** Directions for this task **
Reproduce every item below word for word, keeping each line and character unchanged.

** Exercise material **
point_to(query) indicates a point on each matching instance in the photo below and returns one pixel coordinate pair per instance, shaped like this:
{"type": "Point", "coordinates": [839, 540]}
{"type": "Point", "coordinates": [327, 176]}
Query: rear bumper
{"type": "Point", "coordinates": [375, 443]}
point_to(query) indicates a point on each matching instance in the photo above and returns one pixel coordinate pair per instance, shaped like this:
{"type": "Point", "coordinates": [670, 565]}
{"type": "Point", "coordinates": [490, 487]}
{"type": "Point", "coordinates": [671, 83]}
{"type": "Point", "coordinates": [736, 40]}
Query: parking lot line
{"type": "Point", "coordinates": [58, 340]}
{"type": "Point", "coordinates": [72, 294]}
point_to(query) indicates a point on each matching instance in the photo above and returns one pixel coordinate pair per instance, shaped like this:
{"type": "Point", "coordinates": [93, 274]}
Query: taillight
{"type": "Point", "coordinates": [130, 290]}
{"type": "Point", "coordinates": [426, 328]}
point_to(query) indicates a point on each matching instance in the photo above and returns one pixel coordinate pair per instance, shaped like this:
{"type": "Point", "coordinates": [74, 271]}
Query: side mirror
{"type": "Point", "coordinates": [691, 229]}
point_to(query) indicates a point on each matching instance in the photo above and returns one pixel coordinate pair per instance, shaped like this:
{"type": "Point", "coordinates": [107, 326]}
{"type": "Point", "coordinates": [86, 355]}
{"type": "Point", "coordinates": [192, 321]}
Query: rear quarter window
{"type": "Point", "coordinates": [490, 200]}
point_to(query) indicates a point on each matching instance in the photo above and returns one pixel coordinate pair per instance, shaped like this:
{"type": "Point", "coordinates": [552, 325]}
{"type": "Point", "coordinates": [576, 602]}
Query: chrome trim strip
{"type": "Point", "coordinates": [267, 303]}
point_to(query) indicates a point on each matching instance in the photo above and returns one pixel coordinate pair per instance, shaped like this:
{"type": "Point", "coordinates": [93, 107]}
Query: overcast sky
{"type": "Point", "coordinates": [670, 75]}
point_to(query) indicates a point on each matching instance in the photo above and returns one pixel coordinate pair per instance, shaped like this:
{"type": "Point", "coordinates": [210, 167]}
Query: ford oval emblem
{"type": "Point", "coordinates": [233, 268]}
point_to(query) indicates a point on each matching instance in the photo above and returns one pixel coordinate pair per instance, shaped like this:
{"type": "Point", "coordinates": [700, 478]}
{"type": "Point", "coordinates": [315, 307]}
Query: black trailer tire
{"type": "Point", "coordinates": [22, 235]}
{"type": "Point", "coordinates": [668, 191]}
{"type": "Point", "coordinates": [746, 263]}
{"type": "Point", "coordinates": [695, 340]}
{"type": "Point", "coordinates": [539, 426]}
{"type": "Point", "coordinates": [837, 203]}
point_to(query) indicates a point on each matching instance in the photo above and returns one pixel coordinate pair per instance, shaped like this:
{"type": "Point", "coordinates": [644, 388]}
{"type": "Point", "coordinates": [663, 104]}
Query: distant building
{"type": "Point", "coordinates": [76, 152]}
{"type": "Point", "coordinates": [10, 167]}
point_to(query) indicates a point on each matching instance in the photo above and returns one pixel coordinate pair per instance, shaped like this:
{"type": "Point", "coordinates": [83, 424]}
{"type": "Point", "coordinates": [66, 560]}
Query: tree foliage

** Exercise response **
point_to(query) indicates a point on each matching instance in the photo below and returns one pixel coordinate pair per instance, shaped like this:
{"type": "Point", "coordinates": [839, 540]}
{"type": "Point", "coordinates": [327, 176]}
Query: rear bumper
{"type": "Point", "coordinates": [375, 443]}
point_to(query) indicates a point on each matching instance in the photo above and returns one pixel coordinate pair per instance, shaped like this:
{"type": "Point", "coordinates": [670, 565]}
{"type": "Point", "coordinates": [490, 487]}
{"type": "Point", "coordinates": [671, 83]}
{"type": "Point", "coordinates": [736, 40]}
Query: parking lot line
{"type": "Point", "coordinates": [58, 340]}
{"type": "Point", "coordinates": [72, 294]}
point_to(query) indicates a point on each matching instance in the photo above and returns one pixel coordinate pair per instance, shaped like this:
{"type": "Point", "coordinates": [93, 274]}
Query: taillight
{"type": "Point", "coordinates": [130, 290]}
{"type": "Point", "coordinates": [426, 328]}
point_to(query) indicates a point on each matching instance in the photo above and returns one pixel coordinate pair per instance, shaped like this:
{"type": "Point", "coordinates": [74, 271]}
Query: side mirror
{"type": "Point", "coordinates": [691, 229]}
point_to(query) indicates a point on each matching instance in the photo above and returns one pixel coordinate pair per instance, shaped like this:
{"type": "Point", "coordinates": [107, 326]}
{"type": "Point", "coordinates": [86, 355]}
{"type": "Point", "coordinates": [192, 321]}
Query: rear quarter window
{"type": "Point", "coordinates": [490, 200]}
point_to(query) indicates a point on each matching instance in the photo above and returns one pixel coordinate pair per instance, shaped like this:
{"type": "Point", "coordinates": [552, 325]}
{"type": "Point", "coordinates": [576, 602]}
Query: chrome trim strip
{"type": "Point", "coordinates": [267, 303]}
point_to(query) indicates a point on each matching instance in the photo above and returns one pixel coordinate pair per instance, shaped like this:
{"type": "Point", "coordinates": [93, 107]}
Query: overcast sky
{"type": "Point", "coordinates": [670, 75]}
point_to(query) indicates a point on each matching instance in the photo above and returns one pixel coordinate pair per instance, shaped like this:
{"type": "Point", "coordinates": [210, 167]}
Query: ford oval emblem
{"type": "Point", "coordinates": [233, 268]}
point_to(query) indicates a point on each matching instance in the photo above and returns one pixel coordinate pair per instance, shaped like this:
{"type": "Point", "coordinates": [700, 478]}
{"type": "Point", "coordinates": [315, 307]}
Query: black trailer tire
{"type": "Point", "coordinates": [22, 235]}
{"type": "Point", "coordinates": [668, 191]}
{"type": "Point", "coordinates": [746, 263]}
{"type": "Point", "coordinates": [695, 340]}
{"type": "Point", "coordinates": [539, 426]}
{"type": "Point", "coordinates": [837, 203]}
point_to(query) indicates a point on each matching instance in the photo above and returns one pixel coordinate pair per instance, shaped like this:
{"type": "Point", "coordinates": [644, 388]}
{"type": "Point", "coordinates": [663, 104]}
Query: distant building
{"type": "Point", "coordinates": [76, 152]}
{"type": "Point", "coordinates": [10, 167]}
point_to(query) indicates a point on each matching instance in the photo above and returns one pixel coordinate pair per instance, shaped like this:
{"type": "Point", "coordinates": [83, 424]}
{"type": "Point", "coordinates": [66, 560]}
Query: tree foliage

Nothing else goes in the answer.